**Exercise task**
Reproduce this listing in full.

**Material provided**
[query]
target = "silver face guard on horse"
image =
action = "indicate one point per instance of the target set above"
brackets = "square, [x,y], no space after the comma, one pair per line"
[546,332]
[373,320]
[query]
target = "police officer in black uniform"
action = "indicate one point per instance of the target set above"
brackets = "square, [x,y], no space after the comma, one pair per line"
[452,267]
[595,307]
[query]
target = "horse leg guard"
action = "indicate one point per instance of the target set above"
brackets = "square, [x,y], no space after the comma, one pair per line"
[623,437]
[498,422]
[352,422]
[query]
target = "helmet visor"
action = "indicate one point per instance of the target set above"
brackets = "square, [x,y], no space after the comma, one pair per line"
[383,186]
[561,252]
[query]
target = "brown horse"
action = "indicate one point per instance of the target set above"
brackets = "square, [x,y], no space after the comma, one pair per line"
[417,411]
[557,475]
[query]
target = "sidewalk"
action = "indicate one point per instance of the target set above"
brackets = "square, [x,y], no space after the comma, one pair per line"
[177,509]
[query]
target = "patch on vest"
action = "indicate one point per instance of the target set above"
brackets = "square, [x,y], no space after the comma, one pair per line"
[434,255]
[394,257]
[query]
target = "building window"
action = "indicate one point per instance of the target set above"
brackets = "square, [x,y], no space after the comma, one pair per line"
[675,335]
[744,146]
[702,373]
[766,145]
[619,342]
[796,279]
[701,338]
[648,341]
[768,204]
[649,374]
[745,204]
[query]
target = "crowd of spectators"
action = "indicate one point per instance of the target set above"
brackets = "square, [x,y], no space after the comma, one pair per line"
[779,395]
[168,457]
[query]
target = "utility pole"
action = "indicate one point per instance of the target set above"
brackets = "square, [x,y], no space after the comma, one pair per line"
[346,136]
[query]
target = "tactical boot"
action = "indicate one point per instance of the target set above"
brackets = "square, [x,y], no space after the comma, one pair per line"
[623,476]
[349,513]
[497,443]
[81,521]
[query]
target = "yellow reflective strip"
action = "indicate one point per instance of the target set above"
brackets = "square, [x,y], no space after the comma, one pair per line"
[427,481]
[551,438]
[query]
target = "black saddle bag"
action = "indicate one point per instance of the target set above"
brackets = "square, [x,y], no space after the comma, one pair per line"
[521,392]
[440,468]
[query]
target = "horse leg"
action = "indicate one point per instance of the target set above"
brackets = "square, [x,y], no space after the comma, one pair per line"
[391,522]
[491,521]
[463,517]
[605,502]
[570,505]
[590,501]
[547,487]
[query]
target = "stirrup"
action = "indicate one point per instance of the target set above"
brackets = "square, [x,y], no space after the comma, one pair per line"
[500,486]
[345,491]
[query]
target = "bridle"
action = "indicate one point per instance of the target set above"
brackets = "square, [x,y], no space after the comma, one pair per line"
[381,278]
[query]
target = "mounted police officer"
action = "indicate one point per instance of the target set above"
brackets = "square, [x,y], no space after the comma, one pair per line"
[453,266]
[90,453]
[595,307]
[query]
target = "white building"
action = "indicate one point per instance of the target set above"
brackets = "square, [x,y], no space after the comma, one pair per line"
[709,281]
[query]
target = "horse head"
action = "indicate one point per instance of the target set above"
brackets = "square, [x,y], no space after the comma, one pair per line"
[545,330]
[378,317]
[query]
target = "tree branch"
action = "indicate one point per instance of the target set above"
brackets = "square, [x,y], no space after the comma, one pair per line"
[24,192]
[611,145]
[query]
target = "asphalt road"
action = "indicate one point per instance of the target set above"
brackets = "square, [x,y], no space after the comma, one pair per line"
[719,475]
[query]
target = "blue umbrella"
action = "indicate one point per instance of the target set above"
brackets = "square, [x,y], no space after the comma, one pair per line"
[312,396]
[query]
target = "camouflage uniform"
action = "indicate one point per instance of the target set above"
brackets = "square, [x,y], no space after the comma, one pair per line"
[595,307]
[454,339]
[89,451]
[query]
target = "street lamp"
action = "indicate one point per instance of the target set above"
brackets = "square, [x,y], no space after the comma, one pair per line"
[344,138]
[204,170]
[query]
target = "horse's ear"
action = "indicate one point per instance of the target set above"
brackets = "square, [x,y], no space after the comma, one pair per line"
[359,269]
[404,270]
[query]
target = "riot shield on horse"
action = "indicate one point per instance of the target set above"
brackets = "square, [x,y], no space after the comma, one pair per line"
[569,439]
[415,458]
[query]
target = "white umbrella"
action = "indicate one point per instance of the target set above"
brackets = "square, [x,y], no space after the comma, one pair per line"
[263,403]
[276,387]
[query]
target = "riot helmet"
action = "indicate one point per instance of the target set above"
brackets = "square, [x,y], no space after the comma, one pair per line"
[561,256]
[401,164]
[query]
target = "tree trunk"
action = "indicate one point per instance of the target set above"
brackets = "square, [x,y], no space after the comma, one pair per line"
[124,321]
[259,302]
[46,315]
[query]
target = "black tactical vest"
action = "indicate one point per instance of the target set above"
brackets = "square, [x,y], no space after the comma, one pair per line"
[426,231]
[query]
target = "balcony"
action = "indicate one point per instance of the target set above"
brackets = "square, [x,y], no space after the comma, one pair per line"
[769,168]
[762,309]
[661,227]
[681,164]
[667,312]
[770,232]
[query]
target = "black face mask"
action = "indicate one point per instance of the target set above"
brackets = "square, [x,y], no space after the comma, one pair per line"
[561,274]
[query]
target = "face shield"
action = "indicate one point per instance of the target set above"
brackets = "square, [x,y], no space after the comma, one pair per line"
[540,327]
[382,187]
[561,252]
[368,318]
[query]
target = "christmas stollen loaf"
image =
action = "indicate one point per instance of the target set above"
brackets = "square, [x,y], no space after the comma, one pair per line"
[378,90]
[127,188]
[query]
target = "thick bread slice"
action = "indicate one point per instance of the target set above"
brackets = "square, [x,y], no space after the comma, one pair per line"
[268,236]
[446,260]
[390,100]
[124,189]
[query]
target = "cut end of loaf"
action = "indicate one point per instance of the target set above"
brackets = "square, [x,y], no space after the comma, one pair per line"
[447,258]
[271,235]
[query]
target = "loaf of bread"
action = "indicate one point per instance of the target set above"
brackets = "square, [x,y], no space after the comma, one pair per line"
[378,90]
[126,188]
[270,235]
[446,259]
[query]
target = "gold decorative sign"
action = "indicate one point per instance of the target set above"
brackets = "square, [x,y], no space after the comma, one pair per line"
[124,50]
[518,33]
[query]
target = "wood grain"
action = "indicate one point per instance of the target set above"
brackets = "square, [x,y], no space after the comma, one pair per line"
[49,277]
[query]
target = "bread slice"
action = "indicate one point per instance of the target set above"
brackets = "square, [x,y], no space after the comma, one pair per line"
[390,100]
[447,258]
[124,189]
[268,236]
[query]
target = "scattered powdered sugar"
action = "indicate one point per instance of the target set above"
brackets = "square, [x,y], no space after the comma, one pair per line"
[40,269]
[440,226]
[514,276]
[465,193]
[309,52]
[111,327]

**Finished answer**
[query]
target = "silver face guard on horse"
image =
action = "indicate one point per instance of the target set above"
brackets = "square, [x,y], no space after the comma, one pair per line"
[546,332]
[373,320]
[query]
target = "police officer in black uniform"
action = "indicate one point per instance of the target set above"
brackets = "square, [x,y], no space after the comma, one pair per line"
[452,267]
[595,307]
[query]
target = "horse leg guard"
action = "indicate one point per instance of the target set above"
brackets = "square, [x,y], no space after the comma, one pair per line"
[623,437]
[498,422]
[352,422]
[query]
target = "helmet visor"
action = "indicate one point per instance of the target set above"
brackets = "square, [x,y], no space after the comma, one pair per line"
[383,186]
[561,252]
[query]
target = "brown horse"
action = "indicate one point per instance of the target set above"
brackets = "square, [x,y], no space after the comma, one pair per line"
[417,411]
[557,475]
[query]
target = "sidewalk"
action = "indicate one point per instance of the target set above"
brackets = "square, [x,y], no space after the comma, one pair per line"
[177,509]
[query]
target = "patch on vest"
action = "indicate one point per instance of the target set above"
brackets = "square, [x,y], no space after the comma, one pair per line"
[434,255]
[394,257]
[query]
target = "building window"
action = "indicate one point per instance of the target set above"
brackets = "square, [x,y], no space after the comma, one pair per line"
[675,335]
[744,146]
[702,373]
[766,145]
[619,342]
[796,279]
[701,338]
[648,341]
[768,204]
[649,374]
[745,204]
[query]
target = "crowd of spectators"
action = "indicate one point per instance of the target set above"
brackets = "square, [x,y], no space after the comma, one pair per line"
[779,395]
[168,457]
[query]
target = "utility pole"
action = "indicate one point per instance of the target set above"
brackets = "square, [x,y], no space after the comma, one pair per line"
[346,136]
[query]
target = "tactical boot"
action = "indicate one point per instance of the target set above"
brackets = "square, [x,y], no space after the comma, one pair per line"
[623,476]
[349,513]
[497,443]
[81,521]
[query]
target = "yellow reflective strip"
action = "indicate one point per instance of the target set above"
brackets = "square, [x,y], no space after the comma, one pair per line"
[427,481]
[551,438]
[query]
target = "black saddle bag"
action = "indicate one point per instance of the target set above"
brackets = "square, [x,y], no space after the comma, one pair per line"
[521,392]
[440,468]
[query]
target = "horse leg"
action = "indicate one point per instance of the target set above"
brackets = "square, [x,y], no space after the comma, one pair per line"
[391,522]
[491,521]
[463,517]
[605,502]
[570,505]
[590,501]
[547,487]
[query]
target = "stirrup"
action = "indicate one point per instance of the target set above"
brackets = "square, [x,y], no space after the comma, one pair per line"
[500,486]
[345,491]
[query]
target = "bridle"
action = "indicate one point per instance of the target set above"
brackets = "square, [x,y], no space after the comma, one pair per line"
[381,278]
[query]
target = "mounted police officer"
action = "indicate one point per instance of the target set above"
brackets = "square, [x,y], no space after the comma, one pair per line"
[453,266]
[90,453]
[595,307]
[query]
target = "white building"
action = "indicate one point per instance of the target set above"
brackets = "square, [x,y], no space after the comma, one pair per line"
[709,281]
[query]
target = "horse head"
action = "indicate one point per instance of the target set above"
brackets = "square, [x,y], no space after the comma, one pair per line"
[545,330]
[378,317]
[query]
target = "tree branch"
action = "indicate one point per instance of the target set above"
brackets = "square, [x,y], no space after the comma, one pair per line"
[24,192]
[611,145]
[query]
target = "asphalt road"
action = "indicate one point per instance of the target set above"
brackets = "square, [x,y], no space after the comma, one pair per line"
[719,475]
[query]
target = "blue umbrella"
action = "indicate one point per instance of the target set above"
brackets = "square, [x,y], no space after the comma, one pair per line"
[312,396]
[query]
target = "camouflage uniform"
action = "indicate one point per instance of the target set above"
brackets = "square, [x,y], no space after the comma, one pair per line"
[595,307]
[454,339]
[89,451]
[query]
target = "street lamp"
action = "indicate one point per instance of the target set above"
brackets = "square, [x,y], no space after the comma, one pair per line"
[344,138]
[204,170]
[query]
target = "horse's ear"
action = "indicate one point per instance of the target set above"
brackets = "square, [x,y], no space after the comma, one pair per line"
[359,269]
[404,270]
[query]
target = "riot shield on horse"
action = "indicate one point per instance of the target set above"
brackets = "square, [x,y], no space after the comma, one pair per line"
[569,439]
[415,458]
[query]
target = "white umbrella"
action = "indicate one point per instance of the target set above"
brackets = "square, [x,y], no space after the comma, one pair per line"
[263,403]
[276,387]
[query]
target = "riot helmet"
action = "indicate one point per instance of the target set above"
brackets = "square, [x,y], no space after the comma, one pair per line"
[561,256]
[401,164]
[query]
target = "tree trunk"
action = "indicate one point per instance of the target set above"
brackets = "square, [x,y], no space after the comma, one pair per line"
[124,321]
[259,302]
[46,315]
[query]
target = "black tactical vest"
action = "indicate one point per instance of the target set above"
brackets = "square, [x,y], no space after the comma, one pair per line"
[426,231]
[query]
target = "balcony"
action = "indicate one point per instance of the target set above"
brackets = "square, [x,y], no space after the comma, one pair per line"
[769,168]
[762,309]
[661,227]
[681,164]
[667,312]
[770,232]
[query]
target = "black face mask"
action = "indicate one point per instance of the target set above"
brackets = "square, [x,y], no space after the comma, one pair per line"
[561,274]
[query]
target = "face shield"
action = "indicate one point per instance of the target set above"
brackets = "square, [x,y], no space after the comma, one pair per line"
[540,327]
[382,187]
[561,252]
[368,318]
[query]
target = "christmas stollen loaf"
image =
action = "indicate one point per instance of the target set above"
brackets = "square, [x,y], no space after the comma, one pair per line"
[378,90]
[127,188]
[query]
target = "thick bread slice"
action = "indicate one point per instance of the target set above"
brackets = "square, [x,y], no space after the comma, one pair per line"
[268,236]
[446,260]
[390,100]
[124,189]
[query]
target = "cut end of loaf"
action = "indicate one point per instance of the target set above"
brackets = "square, [x,y], no space after the comma, one pair per line"
[447,258]
[271,235]
[query]
target = "loaf of bread"
action = "indicate one point per instance of the target set above"
brackets = "square, [x,y], no space after the comma, one pair per line"
[378,90]
[126,188]
[270,235]
[446,259]
[query]
target = "gold decorative sign"
action = "indicate one point per instance of the target set above"
brackets = "square, [x,y], no space after the comma, one pair per line"
[124,50]
[518,33]
[query]
target = "wood grain"
action = "indicate one point per instance of the target set above"
brackets = "square, [x,y], no space after the comma, one pair per line"
[49,277]
[query]
target = "bread slice"
action = "indicate one point per instance of the target set above"
brackets = "square, [x,y], no space after the comma, one pair per line"
[390,100]
[447,258]
[124,189]
[268,236]
[query]
target = "scattered powdered sugar"
action = "indicate one point per instance of the target set above"
brackets = "square, [x,y], no space after the comma, one pair per line"
[40,269]
[440,226]
[514,276]
[465,193]
[309,52]
[111,327]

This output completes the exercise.